EXERCISE DETAILS =
Carry on the newsgroup thread below about the BBC drama-documentary "Space Odyssey: Voyage to the Planets," picking up after its final sentence.

On Wed, 10 Nov 2004 18:03:27 +0100, Harald Kucharek
wrote:

It will be on German tv on November 18, 20.15h at channel Pro 7.


It's worth watching.

Harald

Jacques van Oene wrote:
BBC's Space Odyssey

Shortly after ESA astronaut Pedro Duque returned from the Cervantes

Mission
to the International Space Station, ESA's Mission Control Centre in the
Erasmus User Centre at ESTEC, Noordwijk, was cleared to make way for a

TV
production team. For eleven days in November 2003, the User Centre

became
the setting for the new BBC drama-documentary 'Space Odyssey: Voyage to

the
Planets', to be broadcast on BBC TV this week.

More at:
http://www.esa.int/export/esaCP/SEMR...Kingdom_0.html

--
---------------------------

Jacques :-)

www.spacepatches.info




Christopher
+++++++++++
"Never take anything for granted."

Benjamin Disraeli


mm.
Hiya, i watched that last night..
i was a bit dissapointed myself..
The acting / script / plotting / direction etc was a little weak maybe..
The cgi ship model isnt bad. most other effects weren`t all that amazing
i thought. on the plus side they did do some real "zero-g" filming in sets
in some russian vomit comet, it was kind of interesting that you could see
the actors were quite obviously not used to it, in contrast to footage of
normal astronauts.
I felt it was pretty contrived overall. There were a lot of predictable
"tense" moments.

Image region labeling entries
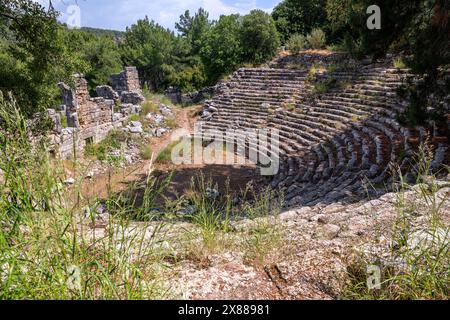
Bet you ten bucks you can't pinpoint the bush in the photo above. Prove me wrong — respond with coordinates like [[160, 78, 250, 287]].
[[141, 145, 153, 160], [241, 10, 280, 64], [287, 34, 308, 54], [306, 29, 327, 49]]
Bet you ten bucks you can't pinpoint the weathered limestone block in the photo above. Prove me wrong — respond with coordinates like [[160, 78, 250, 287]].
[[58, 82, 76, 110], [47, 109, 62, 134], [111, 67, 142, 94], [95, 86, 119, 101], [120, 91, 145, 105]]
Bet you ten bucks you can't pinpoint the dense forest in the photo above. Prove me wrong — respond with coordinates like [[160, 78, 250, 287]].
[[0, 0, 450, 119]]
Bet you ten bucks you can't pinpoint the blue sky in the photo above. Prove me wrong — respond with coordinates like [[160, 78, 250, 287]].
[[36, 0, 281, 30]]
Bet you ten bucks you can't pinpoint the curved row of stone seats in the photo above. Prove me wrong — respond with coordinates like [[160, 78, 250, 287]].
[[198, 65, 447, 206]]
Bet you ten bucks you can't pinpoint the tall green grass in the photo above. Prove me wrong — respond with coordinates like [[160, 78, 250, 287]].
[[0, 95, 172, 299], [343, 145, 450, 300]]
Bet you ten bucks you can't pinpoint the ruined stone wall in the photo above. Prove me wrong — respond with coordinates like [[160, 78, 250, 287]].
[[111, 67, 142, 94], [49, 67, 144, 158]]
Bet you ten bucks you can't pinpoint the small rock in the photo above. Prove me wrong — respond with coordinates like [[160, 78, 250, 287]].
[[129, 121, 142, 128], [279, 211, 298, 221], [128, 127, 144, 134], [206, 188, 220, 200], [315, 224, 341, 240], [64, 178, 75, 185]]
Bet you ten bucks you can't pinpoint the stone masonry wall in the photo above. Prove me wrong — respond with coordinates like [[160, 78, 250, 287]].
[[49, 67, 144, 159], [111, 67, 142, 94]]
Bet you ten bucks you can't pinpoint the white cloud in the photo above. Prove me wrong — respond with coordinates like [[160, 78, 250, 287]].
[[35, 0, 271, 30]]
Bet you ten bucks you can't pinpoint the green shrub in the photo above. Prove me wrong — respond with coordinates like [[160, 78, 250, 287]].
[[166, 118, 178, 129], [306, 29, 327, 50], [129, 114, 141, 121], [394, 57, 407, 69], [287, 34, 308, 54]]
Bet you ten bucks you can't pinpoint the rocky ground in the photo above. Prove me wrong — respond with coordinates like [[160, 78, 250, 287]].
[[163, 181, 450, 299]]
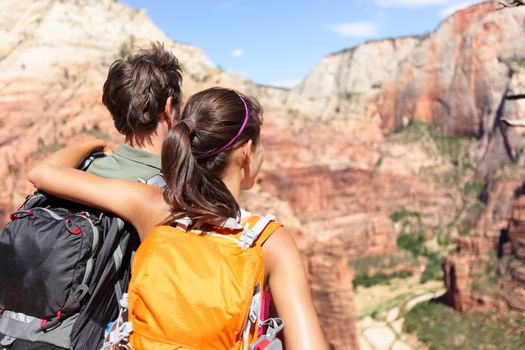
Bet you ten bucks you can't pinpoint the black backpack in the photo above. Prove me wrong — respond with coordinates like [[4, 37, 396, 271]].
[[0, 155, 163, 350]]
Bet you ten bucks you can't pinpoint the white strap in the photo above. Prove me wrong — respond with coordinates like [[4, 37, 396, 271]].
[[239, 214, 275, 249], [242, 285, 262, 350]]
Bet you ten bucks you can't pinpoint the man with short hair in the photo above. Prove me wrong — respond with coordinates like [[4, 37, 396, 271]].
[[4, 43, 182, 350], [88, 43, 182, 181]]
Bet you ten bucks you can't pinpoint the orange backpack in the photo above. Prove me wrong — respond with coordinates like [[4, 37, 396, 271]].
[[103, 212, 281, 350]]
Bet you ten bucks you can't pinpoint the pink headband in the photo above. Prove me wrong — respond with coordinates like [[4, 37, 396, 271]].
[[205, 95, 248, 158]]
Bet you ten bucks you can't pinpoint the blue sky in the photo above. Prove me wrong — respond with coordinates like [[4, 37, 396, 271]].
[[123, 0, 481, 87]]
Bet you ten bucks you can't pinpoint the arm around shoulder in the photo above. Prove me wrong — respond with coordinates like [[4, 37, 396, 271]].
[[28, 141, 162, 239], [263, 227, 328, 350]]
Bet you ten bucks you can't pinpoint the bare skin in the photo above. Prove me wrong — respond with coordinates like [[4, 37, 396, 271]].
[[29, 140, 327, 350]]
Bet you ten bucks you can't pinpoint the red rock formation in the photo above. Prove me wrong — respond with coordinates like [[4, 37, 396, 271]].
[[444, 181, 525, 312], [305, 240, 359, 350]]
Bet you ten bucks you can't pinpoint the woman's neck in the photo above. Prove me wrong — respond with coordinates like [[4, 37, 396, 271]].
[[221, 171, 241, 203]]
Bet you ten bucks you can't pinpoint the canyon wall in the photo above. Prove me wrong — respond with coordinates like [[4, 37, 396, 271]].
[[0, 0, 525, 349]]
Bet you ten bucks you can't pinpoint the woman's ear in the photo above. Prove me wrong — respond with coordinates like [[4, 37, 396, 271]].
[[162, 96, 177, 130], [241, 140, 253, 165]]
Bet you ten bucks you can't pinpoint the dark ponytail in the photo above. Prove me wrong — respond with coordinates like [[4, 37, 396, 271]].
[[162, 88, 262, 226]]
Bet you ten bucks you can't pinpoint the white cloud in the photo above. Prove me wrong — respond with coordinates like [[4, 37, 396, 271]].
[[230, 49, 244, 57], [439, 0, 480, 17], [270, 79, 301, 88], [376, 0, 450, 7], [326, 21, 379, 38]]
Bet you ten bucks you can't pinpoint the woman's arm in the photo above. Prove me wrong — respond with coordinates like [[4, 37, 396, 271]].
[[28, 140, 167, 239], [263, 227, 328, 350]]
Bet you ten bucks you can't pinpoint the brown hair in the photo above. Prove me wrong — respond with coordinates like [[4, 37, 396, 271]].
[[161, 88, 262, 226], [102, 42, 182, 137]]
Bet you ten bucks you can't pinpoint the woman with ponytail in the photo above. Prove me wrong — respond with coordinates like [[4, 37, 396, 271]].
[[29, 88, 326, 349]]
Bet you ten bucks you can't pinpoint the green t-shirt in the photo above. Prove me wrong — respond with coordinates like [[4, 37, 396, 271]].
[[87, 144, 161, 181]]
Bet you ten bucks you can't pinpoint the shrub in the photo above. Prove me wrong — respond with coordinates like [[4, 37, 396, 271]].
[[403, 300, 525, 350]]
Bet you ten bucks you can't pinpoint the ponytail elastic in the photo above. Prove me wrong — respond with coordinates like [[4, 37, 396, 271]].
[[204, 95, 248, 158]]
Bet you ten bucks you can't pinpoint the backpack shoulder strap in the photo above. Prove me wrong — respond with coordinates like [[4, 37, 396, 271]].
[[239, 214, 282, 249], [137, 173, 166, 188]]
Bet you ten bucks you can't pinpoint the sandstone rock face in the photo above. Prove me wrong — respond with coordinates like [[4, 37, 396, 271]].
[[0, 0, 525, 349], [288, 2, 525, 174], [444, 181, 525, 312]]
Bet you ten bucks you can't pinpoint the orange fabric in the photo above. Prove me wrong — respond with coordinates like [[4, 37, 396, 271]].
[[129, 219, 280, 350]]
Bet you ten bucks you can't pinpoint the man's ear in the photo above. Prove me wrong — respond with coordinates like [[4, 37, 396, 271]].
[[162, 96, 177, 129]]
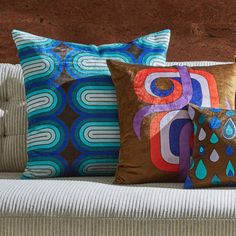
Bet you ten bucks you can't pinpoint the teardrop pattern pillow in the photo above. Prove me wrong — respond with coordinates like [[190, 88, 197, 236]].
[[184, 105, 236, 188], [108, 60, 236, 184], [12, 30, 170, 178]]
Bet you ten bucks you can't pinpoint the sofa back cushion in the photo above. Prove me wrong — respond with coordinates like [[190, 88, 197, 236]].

FINAL RESULT =
Astronaut(s) actually land on venus and walk about !! in a carbon copy
of an early moon landing. they handwave away the minor issue of crushing
pressure and temperature by giving the very derivative looking suit some
generic "cooling". theres only the most superficial amount of information
given about the places visited. Mars and Venus both look pretty similar too.
There were a lot of fairly daft things that happened. One example is
that to leave earth orbit, the ships nuclear engines fire -forward- which
unless im being especially stupid, is not an efficient way to boost out of
orbit.
In particular there was a moment, which seemed to be uncomfortably
similar to the moments in the nasa control centre when colombia broke up and
was out of contact. i felt it was a bit tasteless.
I will prob watch the next one, but i think it will probably be
dissapointing.
what did others think ?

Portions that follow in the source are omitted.